* SHORT EXERCISE
Identify each line in the entries below that contains the string "woman", and copy every such line in full. The match is case-sensitive.

Excerpts from a segmentation dataset:

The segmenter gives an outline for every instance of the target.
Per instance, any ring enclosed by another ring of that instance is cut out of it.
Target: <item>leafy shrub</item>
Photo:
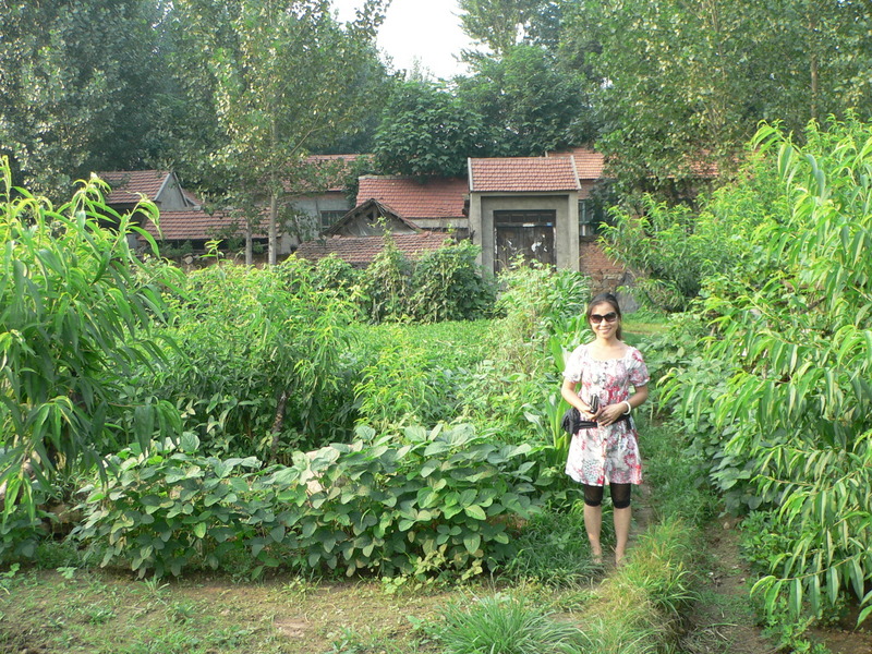
[[[470,426],[375,438],[299,453],[257,470],[164,443],[130,448],[120,474],[90,491],[76,535],[101,565],[140,576],[241,560],[265,567],[424,576],[474,574],[506,560],[514,516],[535,508],[529,446],[476,436]],[[251,472],[243,472],[245,469]]]
[[[47,486],[59,467],[101,469],[119,443],[147,444],[154,427],[178,431],[179,415],[147,391],[119,402],[122,383],[141,365],[166,360],[152,326],[166,318],[157,282],[143,282],[128,239],[152,237],[102,203],[105,186],[85,183],[53,207],[12,187],[0,158],[0,484],[4,514],[29,506],[28,469]],[[158,221],[157,208],[140,210]],[[171,282],[171,279],[168,280]],[[129,417],[135,416],[135,421]]]
[[[373,323],[399,320],[409,315],[412,265],[385,232],[385,245],[363,276],[366,315]]]
[[[143,370],[136,387],[172,399],[184,428],[218,456],[288,460],[300,446],[346,438],[354,408],[342,354],[355,310],[313,276],[293,257],[191,272],[172,300],[172,361]]]
[[[422,256],[412,274],[412,316],[424,323],[489,317],[496,286],[475,261],[480,252],[461,241]]]
[[[362,274],[355,270],[351,264],[331,253],[315,264],[313,286],[320,291],[351,293],[352,289],[360,283],[361,276]]]
[[[591,299],[588,279],[580,272],[555,270],[538,262],[518,261],[502,272],[497,308],[504,315],[497,327],[499,356],[513,366],[552,370],[554,348],[578,344],[588,326],[584,311]],[[560,362],[562,365],[562,361]]]
[[[800,148],[759,132],[788,210],[753,233],[741,275],[705,283],[711,332],[698,351],[726,384],[699,376],[676,391],[691,416],[729,435],[731,474],[747,473],[756,506],[797,534],[756,586],[767,609],[820,614],[852,593],[862,620],[872,614],[872,128],[849,119],[807,136]]]
[[[706,278],[741,275],[753,258],[753,232],[787,213],[770,160],[750,157],[738,178],[701,198],[701,209],[650,195],[639,207],[611,209],[613,223],[602,228],[605,251],[640,272],[637,290],[649,305],[686,311]]]

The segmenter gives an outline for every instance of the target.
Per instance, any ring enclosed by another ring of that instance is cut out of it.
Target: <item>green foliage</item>
[[[481,58],[457,95],[483,119],[484,155],[541,157],[572,138],[593,136],[590,108],[576,71],[533,45],[516,45],[500,59]]]
[[[340,295],[351,292],[360,283],[361,272],[335,254],[318,259],[315,264],[314,287],[319,291],[330,290]]]
[[[355,308],[322,292],[305,262],[209,266],[180,291],[178,349],[143,378],[178,404],[207,451],[287,460],[298,446],[346,436],[353,407],[340,359]]]
[[[380,5],[367,2],[347,25],[324,0],[196,3],[192,12],[225,134],[213,157],[232,180],[237,206],[264,206],[266,195],[269,264],[278,261],[279,227],[295,226],[293,199],[324,184],[306,150],[351,131],[362,112],[367,89],[359,75],[366,78],[374,63]]]
[[[77,177],[153,154],[165,70],[157,2],[0,5],[0,154],[16,184],[66,198]]]
[[[489,317],[496,302],[493,279],[476,264],[481,247],[470,241],[440,247],[415,263],[411,314],[424,323]]]
[[[446,609],[440,640],[447,654],[558,654],[581,646],[581,631],[549,615],[520,596],[481,597],[468,609]]]
[[[752,265],[753,233],[783,218],[788,198],[768,159],[751,156],[739,182],[700,199],[701,209],[645,195],[633,209],[615,207],[601,227],[606,253],[638,271],[634,290],[652,307],[687,311],[706,278],[741,275]]]
[[[761,120],[799,133],[809,120],[868,110],[872,88],[858,75],[869,19],[856,2],[589,0],[568,3],[561,45],[591,69],[597,146],[619,187],[692,197],[712,162],[735,169]]]
[[[0,562],[32,559],[45,540],[43,520],[47,517],[41,510],[33,517],[21,511],[0,523]]]
[[[5,158],[0,177],[0,483],[4,516],[17,502],[33,514],[28,471],[44,486],[61,467],[102,471],[108,449],[178,433],[179,414],[147,389],[130,403],[122,391],[141,366],[166,361],[152,331],[166,317],[161,279],[137,277],[128,242],[137,233],[154,247],[150,237],[102,204],[98,182],[56,208],[13,189]],[[154,205],[140,208],[157,221]]]
[[[398,320],[408,315],[411,274],[412,264],[385,232],[385,246],[363,278],[366,314],[373,323]]]
[[[591,560],[583,506],[579,501],[570,511],[543,511],[524,524],[517,538],[518,554],[505,568],[506,577],[534,580],[550,589],[588,583],[601,567]],[[606,530],[609,520],[606,517],[604,521]]]
[[[376,165],[385,173],[460,177],[482,148],[482,117],[439,85],[407,82],[385,104]]]
[[[497,301],[497,310],[506,315],[499,339],[504,359],[535,370],[552,348],[550,337],[569,348],[590,331],[584,319],[590,287],[581,274],[519,261],[500,275],[499,282],[505,287]],[[562,370],[562,363],[557,365]]]
[[[777,162],[790,213],[753,233],[742,275],[706,284],[712,331],[699,352],[726,384],[677,377],[667,392],[728,434],[732,483],[747,476],[752,506],[776,510],[796,534],[756,585],[766,608],[786,601],[796,615],[820,615],[852,593],[862,619],[872,611],[872,130],[832,122],[807,140],[799,148],[761,129],[756,143]]]
[[[463,425],[360,433],[366,440],[266,470],[195,455],[191,434],[150,456],[133,447],[92,491],[76,535],[101,565],[124,561],[141,577],[246,559],[254,576],[287,566],[468,577],[513,553],[509,521],[529,517],[537,494],[529,446]]]

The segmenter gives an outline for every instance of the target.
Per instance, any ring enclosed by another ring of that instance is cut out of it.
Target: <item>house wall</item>
[[[632,286],[632,274],[603,252],[596,239],[582,239],[579,244],[579,270],[591,279],[591,291],[595,295],[608,291],[614,293],[620,287]],[[634,311],[638,304],[630,295],[619,296],[621,308]]]
[[[352,204],[346,197],[344,193],[325,193],[324,195],[301,197],[300,199],[295,199],[293,205],[296,209],[308,214],[313,218],[317,218],[320,211],[348,213],[352,208]]]
[[[183,211],[191,208],[191,203],[185,201],[175,175],[170,175],[167,184],[155,196],[155,204],[162,211]]]
[[[470,229],[470,220],[464,217],[457,218],[410,218],[421,229],[437,229],[439,231],[447,231],[456,229],[458,231],[468,231]]]
[[[470,193],[472,242],[481,245],[481,265],[494,269],[494,211],[555,211],[554,246],[558,268],[579,269],[579,194],[509,195]]]

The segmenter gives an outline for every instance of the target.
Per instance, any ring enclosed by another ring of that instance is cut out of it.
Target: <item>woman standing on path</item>
[[[569,356],[560,392],[582,420],[597,424],[572,435],[566,473],[584,488],[584,526],[597,564],[603,561],[603,491],[609,485],[615,562],[620,565],[630,533],[632,484],[642,483],[639,434],[630,414],[647,399],[649,375],[639,350],[620,340],[621,314],[615,295],[596,295],[586,315],[596,339],[579,346]]]

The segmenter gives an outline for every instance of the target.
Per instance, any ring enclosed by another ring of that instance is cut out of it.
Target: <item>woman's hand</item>
[[[596,422],[600,423],[601,426],[607,427],[608,425],[613,424],[616,420],[618,420],[623,413],[627,411],[627,403],[619,402],[617,404],[608,404],[607,407],[603,407],[600,409],[598,413],[596,414]]]

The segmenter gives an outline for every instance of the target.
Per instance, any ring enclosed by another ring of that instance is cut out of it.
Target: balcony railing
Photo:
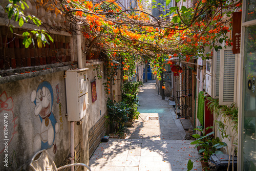
[[[163,81],[172,82],[172,71],[165,71],[163,72]]]

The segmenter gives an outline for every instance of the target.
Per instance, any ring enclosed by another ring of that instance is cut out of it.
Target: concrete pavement
[[[145,83],[138,96],[142,119],[129,129],[127,139],[99,144],[90,160],[92,170],[186,170],[188,159],[200,157],[191,141],[183,140],[180,121],[153,81]],[[194,163],[195,170],[202,170],[200,162]]]

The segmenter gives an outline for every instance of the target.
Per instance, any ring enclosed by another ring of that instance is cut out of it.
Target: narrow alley
[[[200,157],[168,100],[162,100],[155,80],[141,88],[140,117],[129,128],[126,139],[101,142],[90,159],[92,170],[186,170],[189,159]],[[194,170],[202,170],[200,162]]]

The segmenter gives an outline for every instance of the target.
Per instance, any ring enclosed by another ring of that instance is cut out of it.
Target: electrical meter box
[[[88,68],[66,71],[68,120],[77,121],[86,114],[88,105]]]

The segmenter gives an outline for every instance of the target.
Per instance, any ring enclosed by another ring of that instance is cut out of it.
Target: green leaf
[[[33,38],[31,38],[31,40],[33,44],[33,46],[34,47],[34,48],[35,48],[35,42],[34,41],[34,39]]]
[[[30,44],[31,44],[31,42],[32,42],[31,38],[30,37],[28,38],[28,37],[25,37],[25,38],[23,40],[23,44],[25,46],[25,48],[28,48],[28,47],[29,47]]]
[[[201,149],[199,149],[199,151],[198,151],[198,153],[199,153],[199,154],[202,154],[202,153],[203,153],[203,152],[204,152],[205,151],[205,149],[201,148]]]
[[[167,2],[167,1],[166,1],[166,2]],[[176,11],[176,10],[177,9],[177,8],[178,8],[177,7],[170,7],[170,8],[169,8],[169,9],[170,10],[170,13],[172,13],[173,12]]]
[[[18,13],[16,13],[14,15],[14,17],[15,17],[15,22],[17,22],[18,20]]]
[[[178,16],[175,16],[173,17],[173,19],[172,20],[174,23],[177,23],[178,21]]]
[[[200,136],[198,134],[193,134],[192,135],[192,137],[194,137],[195,138],[198,138],[200,137]]]
[[[32,18],[32,21],[36,26],[37,26],[37,27],[41,25],[41,20],[36,17],[33,17]]]
[[[46,36],[45,35],[45,34],[42,34],[42,33],[41,33],[41,40],[43,42],[46,42],[46,41],[45,41],[45,40],[46,40]]]
[[[193,142],[191,142],[190,143],[190,144],[191,145],[193,145],[193,144],[197,144],[198,143],[198,141],[193,141]]]
[[[191,170],[193,168],[193,163],[190,159],[188,160],[187,162],[187,171]]]
[[[215,153],[215,154],[223,154],[223,152],[218,150],[218,151],[216,151]]]
[[[22,10],[24,10],[25,9],[25,7],[24,6],[24,4],[23,4],[22,2],[20,2],[20,7],[22,8]]]
[[[181,10],[182,10],[183,12],[187,11],[187,9],[185,6],[181,7]]]
[[[29,8],[29,6],[27,4],[27,3],[24,0],[22,0],[22,1],[23,2],[23,3],[24,4],[24,5],[26,5],[26,6],[27,7],[27,8],[28,8],[28,9]]]
[[[166,0],[166,2],[165,4],[166,4],[166,6],[169,5],[169,3],[172,2],[172,0]]]
[[[23,32],[23,33],[22,33],[22,36],[23,37],[25,37],[25,36],[28,36],[29,35],[29,33],[27,31],[26,31],[25,32]]]
[[[12,30],[12,27],[10,27],[10,30],[12,33],[13,33],[13,30]]]
[[[19,26],[19,27],[22,27],[24,24],[24,20],[23,19],[23,17],[20,17],[19,18],[19,20],[18,21],[18,25]]]
[[[37,38],[37,46],[39,48],[41,48],[42,47],[41,39],[40,39],[39,37]]]

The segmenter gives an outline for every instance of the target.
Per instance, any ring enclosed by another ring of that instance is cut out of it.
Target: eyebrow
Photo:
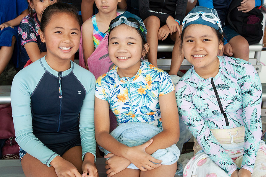
[[[212,35],[203,35],[203,36],[202,36],[200,37],[213,37],[213,36],[212,36]],[[195,38],[195,37],[193,36],[185,36],[184,38],[184,39],[186,39],[187,38]]]
[[[112,38],[110,39],[110,40],[112,40],[112,39],[117,39],[118,38],[117,37],[113,37]],[[126,39],[133,39],[133,40],[137,40],[134,37],[127,37],[126,38]]]
[[[63,27],[55,27],[54,28],[54,29],[56,29],[57,28],[59,28],[59,29],[62,29],[62,30],[64,30],[65,29],[63,28]],[[72,28],[71,30],[77,30],[78,31],[79,31],[78,29],[77,29],[77,28]]]

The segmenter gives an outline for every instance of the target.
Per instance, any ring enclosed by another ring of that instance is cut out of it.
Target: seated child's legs
[[[140,171],[126,168],[119,173],[112,176],[112,177],[139,177]]]
[[[82,154],[81,147],[75,146],[68,150],[62,157],[74,165],[81,174],[83,162],[81,160]],[[21,165],[26,176],[42,177],[43,176],[43,174],[51,177],[57,176],[53,167],[48,167],[28,153],[21,159]]]
[[[157,67],[157,51],[158,48],[158,32],[160,22],[155,16],[150,16],[143,21],[147,29],[147,42],[150,46],[148,55],[149,62]]]
[[[15,42],[16,37],[13,36],[12,37],[11,46],[0,47],[0,75],[4,71],[11,59]]]
[[[234,57],[248,61],[249,54],[247,41],[230,26],[223,28],[228,43],[232,46]]]
[[[239,167],[241,167],[242,157],[236,159],[236,163]],[[251,177],[263,177],[266,174],[266,154],[259,149],[257,153],[253,173]]]
[[[140,171],[140,177],[160,177],[166,176],[173,177],[175,176],[177,163],[169,165],[162,165],[158,168],[156,168],[151,170],[147,170],[146,171]]]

* EXERCISE SOLUTION
Target: <item>woman standing on path</item>
Target: <item>woman's hand</item>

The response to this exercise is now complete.